Records drawn from a dataset:
━━━━━━━━━━━━━━━━━━━━

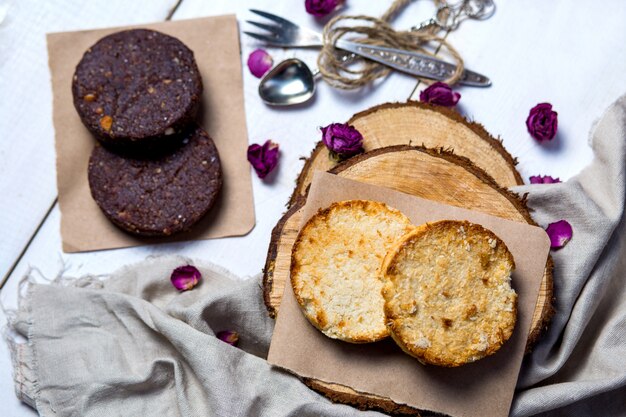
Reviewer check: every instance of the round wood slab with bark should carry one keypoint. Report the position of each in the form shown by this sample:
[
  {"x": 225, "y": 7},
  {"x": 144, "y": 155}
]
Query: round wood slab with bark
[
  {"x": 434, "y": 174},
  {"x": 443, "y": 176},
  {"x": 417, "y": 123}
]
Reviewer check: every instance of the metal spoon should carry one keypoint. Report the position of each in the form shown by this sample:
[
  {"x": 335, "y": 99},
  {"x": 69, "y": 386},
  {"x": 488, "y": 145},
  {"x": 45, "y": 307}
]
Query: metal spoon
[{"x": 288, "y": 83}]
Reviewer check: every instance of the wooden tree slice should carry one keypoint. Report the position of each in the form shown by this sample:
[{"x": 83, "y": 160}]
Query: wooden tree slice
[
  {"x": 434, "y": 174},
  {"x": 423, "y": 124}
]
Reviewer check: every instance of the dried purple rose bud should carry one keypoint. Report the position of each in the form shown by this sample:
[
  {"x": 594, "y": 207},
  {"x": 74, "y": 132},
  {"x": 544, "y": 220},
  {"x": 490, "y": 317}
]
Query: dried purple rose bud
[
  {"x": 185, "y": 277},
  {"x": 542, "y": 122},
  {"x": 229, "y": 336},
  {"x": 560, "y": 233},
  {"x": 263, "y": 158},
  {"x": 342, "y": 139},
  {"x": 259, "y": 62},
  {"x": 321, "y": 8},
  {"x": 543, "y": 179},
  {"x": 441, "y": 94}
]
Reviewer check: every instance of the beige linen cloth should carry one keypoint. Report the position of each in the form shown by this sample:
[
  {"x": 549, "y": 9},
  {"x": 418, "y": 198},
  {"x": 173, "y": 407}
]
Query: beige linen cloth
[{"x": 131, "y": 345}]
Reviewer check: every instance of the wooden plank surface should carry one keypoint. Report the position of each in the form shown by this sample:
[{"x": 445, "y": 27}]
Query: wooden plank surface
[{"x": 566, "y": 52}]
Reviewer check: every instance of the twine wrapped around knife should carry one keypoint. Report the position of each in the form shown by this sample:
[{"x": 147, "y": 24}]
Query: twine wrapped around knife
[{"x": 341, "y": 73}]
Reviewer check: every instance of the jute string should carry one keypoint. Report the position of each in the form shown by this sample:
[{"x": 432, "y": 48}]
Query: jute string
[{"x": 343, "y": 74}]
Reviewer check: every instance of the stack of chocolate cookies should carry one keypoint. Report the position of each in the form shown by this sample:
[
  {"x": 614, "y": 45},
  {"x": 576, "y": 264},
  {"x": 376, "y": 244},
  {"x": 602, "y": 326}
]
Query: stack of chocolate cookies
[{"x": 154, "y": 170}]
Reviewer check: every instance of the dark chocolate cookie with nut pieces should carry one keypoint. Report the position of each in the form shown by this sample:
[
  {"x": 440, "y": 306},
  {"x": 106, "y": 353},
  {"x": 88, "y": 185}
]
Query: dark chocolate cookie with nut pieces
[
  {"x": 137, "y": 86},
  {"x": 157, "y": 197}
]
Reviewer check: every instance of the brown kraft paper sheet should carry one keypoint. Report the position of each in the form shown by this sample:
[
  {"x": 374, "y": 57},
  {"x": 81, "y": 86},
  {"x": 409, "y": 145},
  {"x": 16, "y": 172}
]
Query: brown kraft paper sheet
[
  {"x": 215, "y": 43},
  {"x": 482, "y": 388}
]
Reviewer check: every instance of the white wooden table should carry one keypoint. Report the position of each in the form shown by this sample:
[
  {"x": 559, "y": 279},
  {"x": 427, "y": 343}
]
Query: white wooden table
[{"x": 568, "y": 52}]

━━━━━━━━━━━━━━━━━━━━

ACTION ITEM:
The pictures in the entries above should be left out; all else must be copied exactly.

WRITTEN ANSWER:
Reviewer check: every instance of the round wood slab with bark should carry one keypoint. Report the position of each in the form shown by this sample:
[
  {"x": 225, "y": 7},
  {"x": 144, "y": 155}
]
Query: round wood slab with bark
[
  {"x": 434, "y": 174},
  {"x": 443, "y": 176},
  {"x": 417, "y": 123}
]
Reviewer check: every instance of the metal spoon should carry one keypoint. Report the position of each in the form shown by this sample:
[
  {"x": 335, "y": 99},
  {"x": 69, "y": 386},
  {"x": 488, "y": 145},
  {"x": 45, "y": 307}
]
Query: metal spoon
[{"x": 288, "y": 83}]
Reviewer check: every instance of the wooden tree slice should carry one keypoint. Report the position of each in the form shown by this sample:
[{"x": 83, "y": 160}]
Query: wooden tree slice
[
  {"x": 434, "y": 174},
  {"x": 423, "y": 124}
]
Reviewer check: every instance of the dried purple rose bud should carry one keypoint. Report the position of each in the form shown by this sample:
[
  {"x": 594, "y": 207},
  {"x": 74, "y": 132},
  {"x": 544, "y": 220},
  {"x": 490, "y": 317}
]
Query: dried purple rose bud
[
  {"x": 185, "y": 277},
  {"x": 542, "y": 122},
  {"x": 229, "y": 336},
  {"x": 560, "y": 233},
  {"x": 263, "y": 158},
  {"x": 342, "y": 139},
  {"x": 259, "y": 62},
  {"x": 321, "y": 8},
  {"x": 543, "y": 179},
  {"x": 441, "y": 94}
]
Reviewer check: every instance of the beige linen cloth should carry one keypoint. Report the position of each in the form shown by this sample:
[
  {"x": 549, "y": 9},
  {"x": 418, "y": 198},
  {"x": 173, "y": 407}
]
Query: beige linen cloth
[{"x": 131, "y": 345}]
Reviewer check: every instance of the wooden plank surface should carry one keypoint. Report the position of each in the form shown by this sample:
[{"x": 445, "y": 27}]
Query: wooden plank surface
[{"x": 566, "y": 52}]
Reviewer check: every instance of the twine wrapped around knife should carry one keypoint. Report the position of each in the form shown by this sample:
[{"x": 147, "y": 24}]
Query: twine wrapped around knife
[{"x": 341, "y": 73}]
Reviewer check: every instance of the jute string should carry one keypoint. Report the position of each in the form shown by this sample:
[{"x": 432, "y": 48}]
Query: jute string
[{"x": 343, "y": 74}]
Reviewer check: every instance of the stack of chocolate cookies should carry one keypoint. Report the position of each in the form shown by this sample:
[
  {"x": 614, "y": 45},
  {"x": 576, "y": 264},
  {"x": 376, "y": 244},
  {"x": 602, "y": 326}
]
Query: stack of chocolate cookies
[{"x": 154, "y": 170}]
Reviewer check: every instance of the dark chocolate cookie with nut pieces should carry one keypoint. Report the position of each in the form shown by this sample:
[
  {"x": 440, "y": 306},
  {"x": 106, "y": 353},
  {"x": 88, "y": 185}
]
Query: dark chocolate cookie with nut pieces
[
  {"x": 137, "y": 86},
  {"x": 157, "y": 197}
]
Reviewer check: every instance of the brown kraft paper sheet should carry one keypoint. Report the position of each in the form shown by this sample:
[
  {"x": 374, "y": 57},
  {"x": 81, "y": 86},
  {"x": 409, "y": 145},
  {"x": 16, "y": 172}
]
Query: brown kraft paper sheet
[
  {"x": 215, "y": 43},
  {"x": 482, "y": 388}
]
Reviewer check: every instance of the white wooden table should carry one keypoint. Report the position of each in the form shown by this sample:
[
  {"x": 559, "y": 279},
  {"x": 427, "y": 343}
]
Query: white wooden table
[{"x": 568, "y": 52}]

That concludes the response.